▶ **Task**: From the data below, take the stretch that begins with the line containing "Task: place a pin on each instance of the group" and ends with the line containing "Target: group of people", including both of those lines, and format it as a JSON list of strings with one string per line and no blank lines.

▶ **Recorded information**:
########################################

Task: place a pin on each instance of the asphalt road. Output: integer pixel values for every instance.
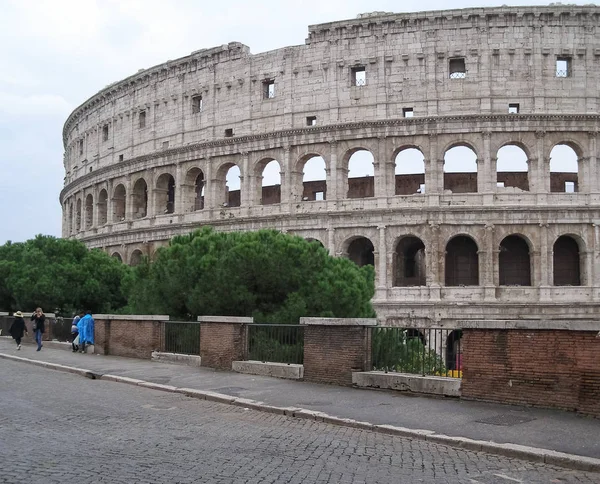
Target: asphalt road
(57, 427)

########################################

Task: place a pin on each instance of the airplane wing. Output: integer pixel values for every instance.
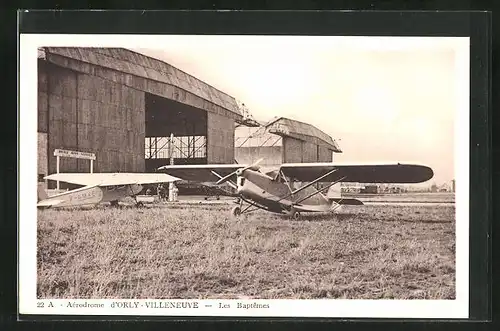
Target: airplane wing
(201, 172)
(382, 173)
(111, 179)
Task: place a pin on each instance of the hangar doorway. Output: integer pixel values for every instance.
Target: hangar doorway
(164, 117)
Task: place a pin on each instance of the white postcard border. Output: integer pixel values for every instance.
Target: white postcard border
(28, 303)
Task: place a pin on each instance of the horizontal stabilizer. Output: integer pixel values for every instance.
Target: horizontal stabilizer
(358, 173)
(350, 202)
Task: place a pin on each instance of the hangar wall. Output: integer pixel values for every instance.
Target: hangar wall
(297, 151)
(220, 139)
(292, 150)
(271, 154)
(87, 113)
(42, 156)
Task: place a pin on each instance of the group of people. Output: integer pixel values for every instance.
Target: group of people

########################################

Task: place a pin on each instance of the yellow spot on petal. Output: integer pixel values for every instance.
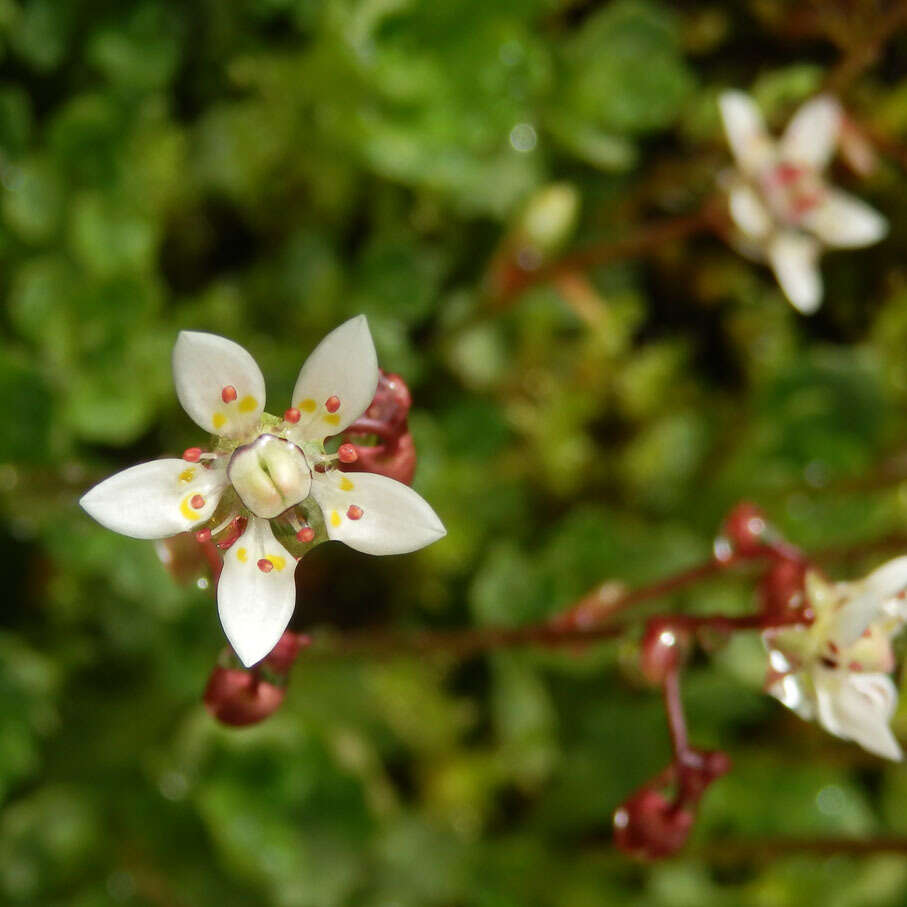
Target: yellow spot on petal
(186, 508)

########################################

▶ **Correct output**:
[
  "Task: place a pin on each instance of the group of people. Output: integer pixel values for every instance.",
  "Target: group of people"
]